**To do:**
From the eulogy for the writer's mother, reproduce word for word the passage that opens with the words containing "I volunteered to" and closes with "to go for it.".

**Text section:**
****************
While sitting in a small consultation room in the CCU after just being told of my Mother's death, and waiting to go in the room and see her; my dad, sister and I began talking about the arrangements. I spoke up and volunteered to say a few words at the funeral. The next day we decided to keep the service short and simple out of consideration for the kids in the family. I was relieved. I would have loved to speak, but I am pretty sure I would have dissolved into a blubbering idiot. Plus, Dr. Ken Hester delivered the perfect message. I did however write a few things down on Friday night and Saturday - plus I've read many stories that friends and family have sent about Mom. What follows is my thoughts mixed in with what others have said in the last few days.
I volunteered to say a few things about my Mom. Which sounded like a good idea until I tried to think of something to say. My mother wasn't typical, so I didn't want to give a typical eulogy - tell when she was born, when she died, where she lived, who she was related too, followed by a few standard words of what she meant to me and my family. I wanted to say something profound, thought, as well as memory,- provoking. But then I remembered that my Mother thought everything I said was brilliant, so I'm just going to go for it.
I'd like to tell you stories about her. But I'm afraid some of those stories might leave the wrong impression; She won Miss Houston and competed in Miss Mississippi - but she didn't fit the beauty queen stereotype. She had weird mom phrases like "I'll make you think..". for example if I said "Mom, I'm going to the lake", she would reply "I'll make you think your going to the lake!" if she had other plans for me. But that might her sound, well, confusing, which she wasn't. I could tell how she look on in disbelief as my father and I put both mashed and sweet potatoes on our plates during a potluck. But that would give the impression that she was fussy, which she wasn't.
****************
**Supplied records:**
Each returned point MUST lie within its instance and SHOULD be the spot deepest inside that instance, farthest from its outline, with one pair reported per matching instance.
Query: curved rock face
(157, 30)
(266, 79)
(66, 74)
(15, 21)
****************
**Completed exercise:**
I volunteered to say a few things about my Mom. Which sounded like a good idea until I tried to think of something to say. My mother wasn't typical, so I didn't want to give a typical eulogy - tell when she was born, when she died, where she lived, who she was related too, followed by a few standard words of what she meant to me and my family. I wanted to say something profound, thought, as well as memory,- provoking. But then I remembered that my Mother thought everything I said was brilliant, so I'm just going to go for it.